▶ Available records
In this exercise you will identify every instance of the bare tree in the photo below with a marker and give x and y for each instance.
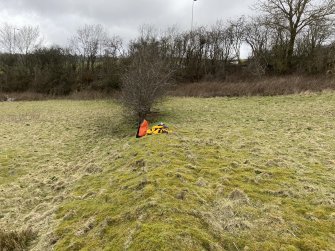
(89, 43)
(293, 16)
(146, 79)
(27, 39)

▶ Task directions
Without the images, write out all of the records exactly.

▶ Task response
In this exercise you will identify every instance of the bare tree in the photo below with a marker and give x and y for each instance.
(89, 43)
(293, 16)
(146, 79)
(27, 39)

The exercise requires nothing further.